Work instructions - Would you reproduce exactly, and only, the lines starting at the one with "Target: sun glow" and ending at the last line of the data, with both included? Leave the pictures out.

Exercise data -

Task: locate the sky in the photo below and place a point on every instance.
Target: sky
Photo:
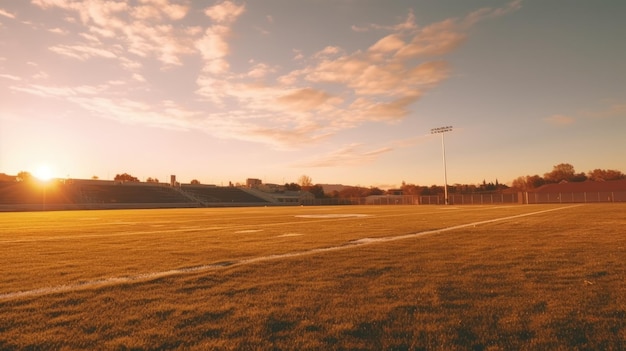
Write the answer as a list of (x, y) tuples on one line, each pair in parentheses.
[(342, 91)]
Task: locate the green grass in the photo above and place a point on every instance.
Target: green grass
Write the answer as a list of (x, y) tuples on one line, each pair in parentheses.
[(550, 280)]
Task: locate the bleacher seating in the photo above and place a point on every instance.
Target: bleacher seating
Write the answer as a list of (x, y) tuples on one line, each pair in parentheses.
[(81, 192), (130, 193), (214, 194)]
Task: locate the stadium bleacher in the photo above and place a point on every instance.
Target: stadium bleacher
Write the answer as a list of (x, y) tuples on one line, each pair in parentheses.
[(81, 193)]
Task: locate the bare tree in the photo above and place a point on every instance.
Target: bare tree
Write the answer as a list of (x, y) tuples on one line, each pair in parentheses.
[(305, 181)]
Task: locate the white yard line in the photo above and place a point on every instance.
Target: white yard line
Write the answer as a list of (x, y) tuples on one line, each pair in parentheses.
[(214, 266)]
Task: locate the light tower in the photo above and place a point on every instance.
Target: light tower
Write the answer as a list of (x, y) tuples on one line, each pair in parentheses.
[(442, 131)]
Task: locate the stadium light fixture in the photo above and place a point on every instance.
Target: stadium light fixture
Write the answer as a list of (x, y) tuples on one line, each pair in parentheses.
[(442, 131)]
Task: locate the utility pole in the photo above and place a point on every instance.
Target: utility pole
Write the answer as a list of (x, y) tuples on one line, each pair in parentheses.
[(442, 131)]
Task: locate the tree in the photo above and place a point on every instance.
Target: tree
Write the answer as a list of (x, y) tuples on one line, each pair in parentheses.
[(305, 181), (535, 181), (317, 191), (125, 177), (605, 174), (410, 189), (292, 187), (560, 172)]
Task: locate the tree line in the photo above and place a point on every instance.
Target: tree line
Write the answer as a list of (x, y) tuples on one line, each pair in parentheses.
[(563, 172)]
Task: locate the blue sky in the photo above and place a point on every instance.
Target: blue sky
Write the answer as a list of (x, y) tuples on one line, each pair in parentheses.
[(343, 91)]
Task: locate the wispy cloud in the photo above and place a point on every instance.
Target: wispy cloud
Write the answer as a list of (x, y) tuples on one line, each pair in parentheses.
[(349, 155), (559, 120), (317, 96), (6, 13)]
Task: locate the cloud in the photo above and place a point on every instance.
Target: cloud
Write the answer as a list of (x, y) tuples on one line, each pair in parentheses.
[(307, 100), (10, 77), (348, 155), (143, 30), (82, 52), (225, 12), (559, 120), (612, 111), (6, 13)]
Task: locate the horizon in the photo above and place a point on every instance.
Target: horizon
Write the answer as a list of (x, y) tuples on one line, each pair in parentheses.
[(227, 90)]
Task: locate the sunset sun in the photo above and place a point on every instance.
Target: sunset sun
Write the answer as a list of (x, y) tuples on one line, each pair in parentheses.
[(43, 173)]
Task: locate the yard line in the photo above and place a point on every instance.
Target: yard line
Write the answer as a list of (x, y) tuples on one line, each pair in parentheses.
[(219, 265)]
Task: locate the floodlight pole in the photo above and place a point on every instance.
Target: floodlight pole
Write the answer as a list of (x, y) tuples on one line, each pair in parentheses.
[(442, 131)]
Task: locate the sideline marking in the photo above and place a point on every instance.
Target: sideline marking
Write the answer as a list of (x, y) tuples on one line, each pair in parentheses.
[(333, 215), (215, 266)]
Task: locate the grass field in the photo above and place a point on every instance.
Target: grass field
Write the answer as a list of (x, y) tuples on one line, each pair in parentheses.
[(316, 278)]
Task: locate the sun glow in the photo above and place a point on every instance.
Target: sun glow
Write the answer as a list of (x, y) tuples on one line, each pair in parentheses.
[(43, 173)]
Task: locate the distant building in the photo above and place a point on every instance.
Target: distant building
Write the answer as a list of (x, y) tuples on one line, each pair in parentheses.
[(253, 183)]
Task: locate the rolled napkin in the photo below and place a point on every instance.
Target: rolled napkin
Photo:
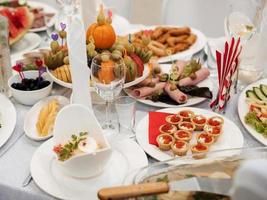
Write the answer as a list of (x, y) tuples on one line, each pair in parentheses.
[(176, 95), (80, 72), (145, 91), (201, 75)]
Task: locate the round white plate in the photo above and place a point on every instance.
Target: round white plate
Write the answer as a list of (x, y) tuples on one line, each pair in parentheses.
[(191, 100), (230, 138), (8, 118), (196, 47), (32, 117), (46, 9), (126, 85), (243, 109), (29, 42), (126, 157)]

Response to the exercise -
Target: sun glow
Write the answer as a list of (x, y) tuples on one line, each pair in parentheses.
[(43, 173)]
Task: locate the distant building in the photo above and place a point on every instance.
Target: distant building
Write the answer as a list of (x, y) tuples on one line, each pair in parentheses.
[(253, 183)]
Task: locate the rolled napkin in the photo below and place a point on every instance.
Target: rolled napkin
Photo:
Write the answer as a list of (x, y) tuples on one line, each pair in parentheses.
[(176, 95), (80, 72), (145, 91), (201, 75)]
Task: locate the round white plate in the photo above and place a point on every instance.
Target: round white plate
Write the answer as a list of (x, y) tuples on one line, each pair in parentheses.
[(191, 100), (230, 138), (8, 118), (196, 47), (32, 117), (46, 9), (126, 85), (243, 109), (29, 42), (126, 157)]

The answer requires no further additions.